For the data below, restate word for word only the lines from the line containing "Where can the brick wall be found here?" through the line containing "Target: black cap", both ends included.

:::

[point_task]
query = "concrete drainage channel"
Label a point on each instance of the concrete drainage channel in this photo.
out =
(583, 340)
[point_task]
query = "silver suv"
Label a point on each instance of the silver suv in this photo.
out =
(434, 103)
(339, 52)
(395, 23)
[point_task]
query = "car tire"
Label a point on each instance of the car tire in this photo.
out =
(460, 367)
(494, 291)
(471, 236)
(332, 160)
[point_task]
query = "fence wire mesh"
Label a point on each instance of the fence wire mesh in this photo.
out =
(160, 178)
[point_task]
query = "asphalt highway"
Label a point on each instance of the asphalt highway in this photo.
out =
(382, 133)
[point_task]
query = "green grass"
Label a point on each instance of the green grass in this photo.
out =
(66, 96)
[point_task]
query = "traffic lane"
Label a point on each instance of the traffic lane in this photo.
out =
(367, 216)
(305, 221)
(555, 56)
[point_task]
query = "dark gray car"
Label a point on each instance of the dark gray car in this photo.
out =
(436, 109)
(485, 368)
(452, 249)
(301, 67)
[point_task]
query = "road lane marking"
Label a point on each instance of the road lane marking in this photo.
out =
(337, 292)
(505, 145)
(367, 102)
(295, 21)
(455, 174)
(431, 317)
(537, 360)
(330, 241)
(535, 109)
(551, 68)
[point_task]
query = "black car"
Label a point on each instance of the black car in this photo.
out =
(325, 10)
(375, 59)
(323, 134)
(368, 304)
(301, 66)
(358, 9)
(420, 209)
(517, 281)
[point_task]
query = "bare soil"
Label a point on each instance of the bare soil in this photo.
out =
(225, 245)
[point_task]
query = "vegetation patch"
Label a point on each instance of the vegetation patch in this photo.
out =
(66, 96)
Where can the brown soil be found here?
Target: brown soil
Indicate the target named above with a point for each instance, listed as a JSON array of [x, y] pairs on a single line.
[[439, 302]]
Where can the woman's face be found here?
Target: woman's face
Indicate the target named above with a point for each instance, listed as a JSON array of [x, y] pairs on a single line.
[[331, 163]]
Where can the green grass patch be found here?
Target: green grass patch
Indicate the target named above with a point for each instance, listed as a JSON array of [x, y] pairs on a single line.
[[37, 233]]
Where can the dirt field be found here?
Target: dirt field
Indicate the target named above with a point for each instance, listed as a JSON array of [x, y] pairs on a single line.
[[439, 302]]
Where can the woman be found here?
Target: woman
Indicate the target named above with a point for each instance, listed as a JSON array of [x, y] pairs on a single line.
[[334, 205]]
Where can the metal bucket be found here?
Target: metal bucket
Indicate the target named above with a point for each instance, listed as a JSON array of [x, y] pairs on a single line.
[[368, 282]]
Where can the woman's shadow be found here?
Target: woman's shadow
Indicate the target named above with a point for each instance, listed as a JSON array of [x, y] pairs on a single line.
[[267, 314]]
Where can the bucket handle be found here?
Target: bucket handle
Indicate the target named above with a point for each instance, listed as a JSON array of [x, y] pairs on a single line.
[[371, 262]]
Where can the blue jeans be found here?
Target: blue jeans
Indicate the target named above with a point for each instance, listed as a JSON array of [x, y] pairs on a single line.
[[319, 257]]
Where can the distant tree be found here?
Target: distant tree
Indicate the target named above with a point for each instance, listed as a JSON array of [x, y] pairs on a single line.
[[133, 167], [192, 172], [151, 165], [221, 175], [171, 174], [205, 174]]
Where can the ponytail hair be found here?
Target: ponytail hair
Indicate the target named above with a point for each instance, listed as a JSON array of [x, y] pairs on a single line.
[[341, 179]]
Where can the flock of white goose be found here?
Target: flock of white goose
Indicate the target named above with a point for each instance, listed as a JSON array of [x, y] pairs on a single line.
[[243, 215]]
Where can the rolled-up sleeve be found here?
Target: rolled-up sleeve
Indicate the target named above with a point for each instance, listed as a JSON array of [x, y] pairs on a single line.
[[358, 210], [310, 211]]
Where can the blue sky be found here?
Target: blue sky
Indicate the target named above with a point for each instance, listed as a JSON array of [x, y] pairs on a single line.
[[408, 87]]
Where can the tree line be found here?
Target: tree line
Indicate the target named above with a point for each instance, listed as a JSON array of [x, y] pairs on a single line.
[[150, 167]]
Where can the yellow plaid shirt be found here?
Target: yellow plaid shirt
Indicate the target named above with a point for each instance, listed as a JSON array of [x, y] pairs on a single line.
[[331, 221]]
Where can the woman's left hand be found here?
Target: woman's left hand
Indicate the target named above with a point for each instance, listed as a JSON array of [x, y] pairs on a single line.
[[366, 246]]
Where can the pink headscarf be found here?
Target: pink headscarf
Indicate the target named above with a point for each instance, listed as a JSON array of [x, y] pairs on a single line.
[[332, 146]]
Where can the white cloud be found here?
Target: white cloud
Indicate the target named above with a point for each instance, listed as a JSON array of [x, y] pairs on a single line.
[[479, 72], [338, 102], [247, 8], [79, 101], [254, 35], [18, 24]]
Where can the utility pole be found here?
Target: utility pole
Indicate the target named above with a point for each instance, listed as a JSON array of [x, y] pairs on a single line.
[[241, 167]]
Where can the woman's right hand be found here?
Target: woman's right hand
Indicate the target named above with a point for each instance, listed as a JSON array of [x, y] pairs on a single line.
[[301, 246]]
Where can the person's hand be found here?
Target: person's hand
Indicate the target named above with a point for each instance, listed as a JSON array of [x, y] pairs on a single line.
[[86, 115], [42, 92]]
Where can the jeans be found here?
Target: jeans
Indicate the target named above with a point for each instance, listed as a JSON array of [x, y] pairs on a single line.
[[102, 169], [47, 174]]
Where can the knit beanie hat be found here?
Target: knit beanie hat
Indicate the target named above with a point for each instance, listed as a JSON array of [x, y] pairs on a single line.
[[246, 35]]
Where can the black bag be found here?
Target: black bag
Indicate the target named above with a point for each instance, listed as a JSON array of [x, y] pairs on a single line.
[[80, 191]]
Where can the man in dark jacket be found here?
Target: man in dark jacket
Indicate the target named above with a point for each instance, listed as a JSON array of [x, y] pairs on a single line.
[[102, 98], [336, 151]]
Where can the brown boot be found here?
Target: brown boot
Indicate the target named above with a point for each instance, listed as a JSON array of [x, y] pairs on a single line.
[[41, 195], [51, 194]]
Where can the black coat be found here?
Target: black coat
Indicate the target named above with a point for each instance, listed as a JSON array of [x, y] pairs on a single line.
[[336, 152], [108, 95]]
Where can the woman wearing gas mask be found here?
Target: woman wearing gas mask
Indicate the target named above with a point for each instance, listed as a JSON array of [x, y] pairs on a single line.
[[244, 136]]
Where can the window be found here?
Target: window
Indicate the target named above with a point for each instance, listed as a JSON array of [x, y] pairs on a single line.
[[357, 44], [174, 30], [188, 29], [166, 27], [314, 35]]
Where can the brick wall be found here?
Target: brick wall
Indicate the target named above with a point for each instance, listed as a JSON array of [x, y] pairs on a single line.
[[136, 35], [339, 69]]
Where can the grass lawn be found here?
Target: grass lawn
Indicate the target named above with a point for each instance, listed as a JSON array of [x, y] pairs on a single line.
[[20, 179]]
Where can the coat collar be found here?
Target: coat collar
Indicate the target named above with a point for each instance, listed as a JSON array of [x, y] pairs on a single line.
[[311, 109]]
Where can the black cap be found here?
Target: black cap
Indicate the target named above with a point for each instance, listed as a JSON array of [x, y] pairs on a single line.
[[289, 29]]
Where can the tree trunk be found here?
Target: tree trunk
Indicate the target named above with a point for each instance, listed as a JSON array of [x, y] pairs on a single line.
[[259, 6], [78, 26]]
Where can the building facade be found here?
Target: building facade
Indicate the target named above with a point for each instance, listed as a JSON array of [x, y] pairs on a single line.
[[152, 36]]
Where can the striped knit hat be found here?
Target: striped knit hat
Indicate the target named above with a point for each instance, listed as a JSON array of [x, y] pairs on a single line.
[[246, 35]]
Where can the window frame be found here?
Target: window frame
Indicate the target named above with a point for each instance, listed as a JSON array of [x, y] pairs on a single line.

:::

◆ **ANSWER SPACE**:
Where can the brick wall be found here?
Target: brick wall
Indicate the target named above with a point for each instance, listed as a JSON array of [x, y] pairs on a single line.
[[136, 35], [339, 69]]
Where can the grass lawn be found here?
Target: grass lawn
Indicate the target named above with a point for each instance, listed as a JSON array of [x, y] pairs on a single line.
[[20, 179]]
Where can the coat collar be found here?
Target: coat collar
Indicate the target named above with a point for each instance, listed as a JSON array of [x, y] pairs on a single line.
[[311, 109]]
Where can the black cap be found here?
Target: black cap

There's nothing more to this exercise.